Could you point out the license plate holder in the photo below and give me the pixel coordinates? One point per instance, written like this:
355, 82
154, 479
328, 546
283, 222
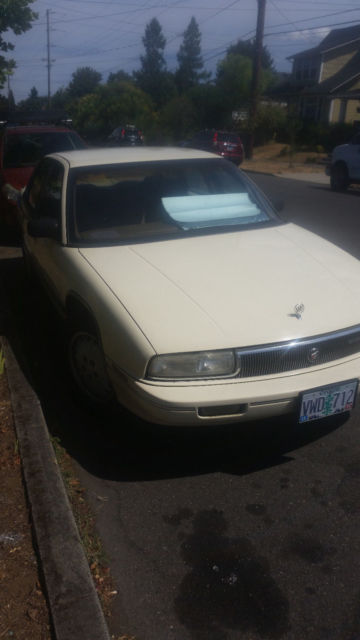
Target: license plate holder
327, 401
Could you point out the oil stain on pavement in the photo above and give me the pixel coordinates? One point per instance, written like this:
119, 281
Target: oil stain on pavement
229, 586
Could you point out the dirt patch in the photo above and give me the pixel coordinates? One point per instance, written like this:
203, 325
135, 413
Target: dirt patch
24, 612
276, 158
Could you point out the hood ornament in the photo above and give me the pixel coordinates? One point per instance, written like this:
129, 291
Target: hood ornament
298, 311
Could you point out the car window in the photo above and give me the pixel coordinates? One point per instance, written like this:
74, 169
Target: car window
45, 189
356, 139
26, 149
113, 204
228, 137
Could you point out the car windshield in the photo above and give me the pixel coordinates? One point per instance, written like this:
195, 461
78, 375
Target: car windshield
26, 149
111, 204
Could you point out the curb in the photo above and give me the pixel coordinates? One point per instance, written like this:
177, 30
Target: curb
74, 605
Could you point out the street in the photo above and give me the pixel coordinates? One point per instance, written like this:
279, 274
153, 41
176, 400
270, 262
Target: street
244, 532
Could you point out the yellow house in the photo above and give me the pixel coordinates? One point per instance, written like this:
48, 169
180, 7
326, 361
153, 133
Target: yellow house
325, 82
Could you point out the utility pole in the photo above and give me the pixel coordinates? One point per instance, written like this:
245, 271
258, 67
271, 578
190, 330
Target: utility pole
254, 90
48, 60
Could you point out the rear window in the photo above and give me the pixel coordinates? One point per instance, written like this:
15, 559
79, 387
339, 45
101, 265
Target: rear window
26, 149
228, 137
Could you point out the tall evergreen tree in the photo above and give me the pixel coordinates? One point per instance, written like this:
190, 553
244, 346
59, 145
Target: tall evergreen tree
15, 15
247, 48
153, 78
190, 69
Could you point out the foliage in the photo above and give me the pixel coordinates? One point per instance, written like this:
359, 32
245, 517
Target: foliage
119, 76
177, 118
270, 121
247, 48
209, 107
153, 78
33, 102
15, 15
96, 115
191, 67
84, 81
233, 79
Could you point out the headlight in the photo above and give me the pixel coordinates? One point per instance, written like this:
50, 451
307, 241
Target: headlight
201, 364
10, 193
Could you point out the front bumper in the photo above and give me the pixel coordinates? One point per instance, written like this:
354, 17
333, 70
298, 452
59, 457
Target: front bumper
221, 402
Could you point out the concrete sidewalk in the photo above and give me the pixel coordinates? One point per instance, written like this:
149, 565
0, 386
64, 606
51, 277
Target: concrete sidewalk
74, 604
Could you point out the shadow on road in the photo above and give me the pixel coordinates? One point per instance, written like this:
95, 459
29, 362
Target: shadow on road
115, 445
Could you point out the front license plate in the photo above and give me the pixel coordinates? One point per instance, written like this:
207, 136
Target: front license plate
326, 401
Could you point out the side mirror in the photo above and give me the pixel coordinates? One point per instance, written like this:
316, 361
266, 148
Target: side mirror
44, 228
278, 205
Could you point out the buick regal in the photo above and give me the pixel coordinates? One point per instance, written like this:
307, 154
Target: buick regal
188, 300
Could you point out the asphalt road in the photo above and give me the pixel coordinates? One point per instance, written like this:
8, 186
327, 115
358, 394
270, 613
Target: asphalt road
237, 533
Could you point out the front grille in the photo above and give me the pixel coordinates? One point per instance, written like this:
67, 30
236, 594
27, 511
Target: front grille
298, 354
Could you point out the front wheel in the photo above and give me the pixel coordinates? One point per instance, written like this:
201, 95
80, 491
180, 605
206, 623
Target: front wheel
339, 178
87, 364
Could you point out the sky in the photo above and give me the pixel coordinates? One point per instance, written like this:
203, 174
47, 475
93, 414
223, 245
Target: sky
106, 35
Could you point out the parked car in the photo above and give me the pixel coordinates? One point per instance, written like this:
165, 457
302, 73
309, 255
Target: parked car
127, 136
187, 299
224, 143
344, 165
24, 139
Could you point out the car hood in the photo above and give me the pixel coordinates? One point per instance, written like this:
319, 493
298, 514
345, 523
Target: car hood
232, 289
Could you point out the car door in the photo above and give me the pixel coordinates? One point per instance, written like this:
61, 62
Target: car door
354, 157
43, 199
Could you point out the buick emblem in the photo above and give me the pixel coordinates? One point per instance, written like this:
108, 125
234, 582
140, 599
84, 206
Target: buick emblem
313, 354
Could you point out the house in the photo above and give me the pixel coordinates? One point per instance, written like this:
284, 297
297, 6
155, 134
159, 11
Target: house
325, 82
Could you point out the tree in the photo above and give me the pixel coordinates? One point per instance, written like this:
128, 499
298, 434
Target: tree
95, 115
119, 76
153, 78
190, 70
15, 15
33, 102
233, 79
247, 48
84, 81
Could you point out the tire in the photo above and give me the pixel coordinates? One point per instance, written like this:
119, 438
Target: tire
88, 368
339, 177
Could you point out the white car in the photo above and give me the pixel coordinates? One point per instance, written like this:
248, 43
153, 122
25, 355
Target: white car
189, 300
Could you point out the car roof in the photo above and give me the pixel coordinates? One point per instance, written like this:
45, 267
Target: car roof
16, 129
100, 156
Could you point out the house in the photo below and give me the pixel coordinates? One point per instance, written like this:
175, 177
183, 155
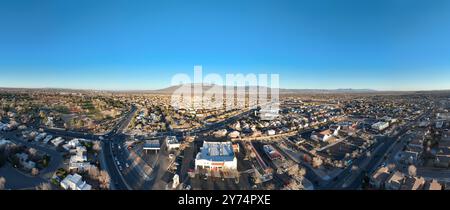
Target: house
409, 157
395, 181
379, 177
74, 182
23, 159
433, 185
80, 155
323, 136
413, 183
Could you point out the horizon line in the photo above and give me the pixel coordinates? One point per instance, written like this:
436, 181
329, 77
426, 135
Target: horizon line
160, 89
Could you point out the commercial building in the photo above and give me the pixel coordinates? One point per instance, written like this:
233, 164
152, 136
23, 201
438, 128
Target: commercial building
75, 182
172, 142
380, 126
152, 145
216, 155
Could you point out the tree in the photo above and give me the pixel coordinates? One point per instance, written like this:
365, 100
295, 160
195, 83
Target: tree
44, 186
93, 172
412, 170
317, 162
104, 179
270, 186
2, 183
34, 171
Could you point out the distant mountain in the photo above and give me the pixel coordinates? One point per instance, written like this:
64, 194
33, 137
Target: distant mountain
206, 87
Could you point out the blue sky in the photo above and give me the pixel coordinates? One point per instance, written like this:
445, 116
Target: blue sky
378, 44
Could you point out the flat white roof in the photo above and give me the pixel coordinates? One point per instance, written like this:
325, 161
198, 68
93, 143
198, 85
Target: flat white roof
151, 145
217, 151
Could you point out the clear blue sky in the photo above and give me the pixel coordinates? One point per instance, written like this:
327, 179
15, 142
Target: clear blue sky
95, 44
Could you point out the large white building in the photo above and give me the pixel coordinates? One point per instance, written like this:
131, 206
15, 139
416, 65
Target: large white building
380, 126
172, 143
75, 182
216, 155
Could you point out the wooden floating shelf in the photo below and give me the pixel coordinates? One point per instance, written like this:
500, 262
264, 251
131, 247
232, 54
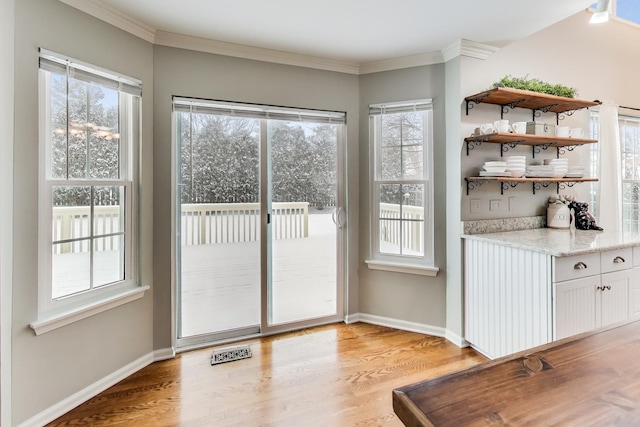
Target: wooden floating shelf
537, 183
528, 139
526, 99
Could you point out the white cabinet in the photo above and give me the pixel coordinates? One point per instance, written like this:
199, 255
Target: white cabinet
516, 298
599, 296
585, 304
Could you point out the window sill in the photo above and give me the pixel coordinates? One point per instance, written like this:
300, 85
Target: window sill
402, 268
59, 320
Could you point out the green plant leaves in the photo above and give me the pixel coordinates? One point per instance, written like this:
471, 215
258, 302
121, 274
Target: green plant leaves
536, 85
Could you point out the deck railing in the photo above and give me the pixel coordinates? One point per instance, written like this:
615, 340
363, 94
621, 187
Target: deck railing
205, 224
202, 224
410, 234
72, 222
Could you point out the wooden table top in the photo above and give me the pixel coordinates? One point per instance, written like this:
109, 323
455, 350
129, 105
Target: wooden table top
592, 379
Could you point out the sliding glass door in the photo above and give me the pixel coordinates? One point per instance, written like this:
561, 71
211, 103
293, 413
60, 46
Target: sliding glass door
257, 219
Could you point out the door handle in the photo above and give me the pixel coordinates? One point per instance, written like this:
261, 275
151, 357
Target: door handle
336, 216
580, 266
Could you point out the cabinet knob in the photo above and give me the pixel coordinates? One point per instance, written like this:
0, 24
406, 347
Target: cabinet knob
580, 266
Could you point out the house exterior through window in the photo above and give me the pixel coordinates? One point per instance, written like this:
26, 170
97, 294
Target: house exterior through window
89, 132
402, 220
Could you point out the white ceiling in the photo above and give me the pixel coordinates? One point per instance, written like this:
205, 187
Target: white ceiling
357, 31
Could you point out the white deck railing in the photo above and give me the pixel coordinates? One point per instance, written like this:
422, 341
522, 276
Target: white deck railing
205, 224
410, 235
72, 222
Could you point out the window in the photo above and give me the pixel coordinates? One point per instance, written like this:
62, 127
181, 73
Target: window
630, 144
401, 139
89, 130
628, 10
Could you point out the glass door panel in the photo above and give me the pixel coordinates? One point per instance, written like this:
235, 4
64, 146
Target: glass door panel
219, 248
303, 234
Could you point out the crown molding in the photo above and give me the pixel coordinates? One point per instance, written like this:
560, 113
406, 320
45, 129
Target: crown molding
468, 48
249, 52
401, 62
105, 13
101, 11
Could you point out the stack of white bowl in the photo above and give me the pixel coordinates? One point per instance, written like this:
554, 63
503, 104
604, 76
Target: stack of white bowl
494, 168
516, 165
552, 168
560, 166
575, 172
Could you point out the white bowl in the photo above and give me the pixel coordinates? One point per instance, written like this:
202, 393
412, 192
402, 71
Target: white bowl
494, 168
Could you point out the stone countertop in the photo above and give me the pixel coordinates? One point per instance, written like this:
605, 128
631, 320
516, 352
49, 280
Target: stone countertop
561, 242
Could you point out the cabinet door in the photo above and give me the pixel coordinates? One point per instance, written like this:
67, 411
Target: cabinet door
634, 292
575, 307
614, 297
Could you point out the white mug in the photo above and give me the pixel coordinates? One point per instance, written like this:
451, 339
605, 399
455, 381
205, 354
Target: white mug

☆ ☆ ☆ ☆ ☆ ☆ ☆

== Exercise ==
Whenever a line above contains "below", copy that line.

== Reply to the exercise ==
Could you point out the license plate holder in the photo below and give me the pixel coordinates? One point per instance, written like this:
Could you point out the house in the photo below and give me the pixel coordinates? One point per instance, written like this:
Could you point out the wooden floating shelf in the photo below and give me the pixel coordinates? One point per instance, written like this:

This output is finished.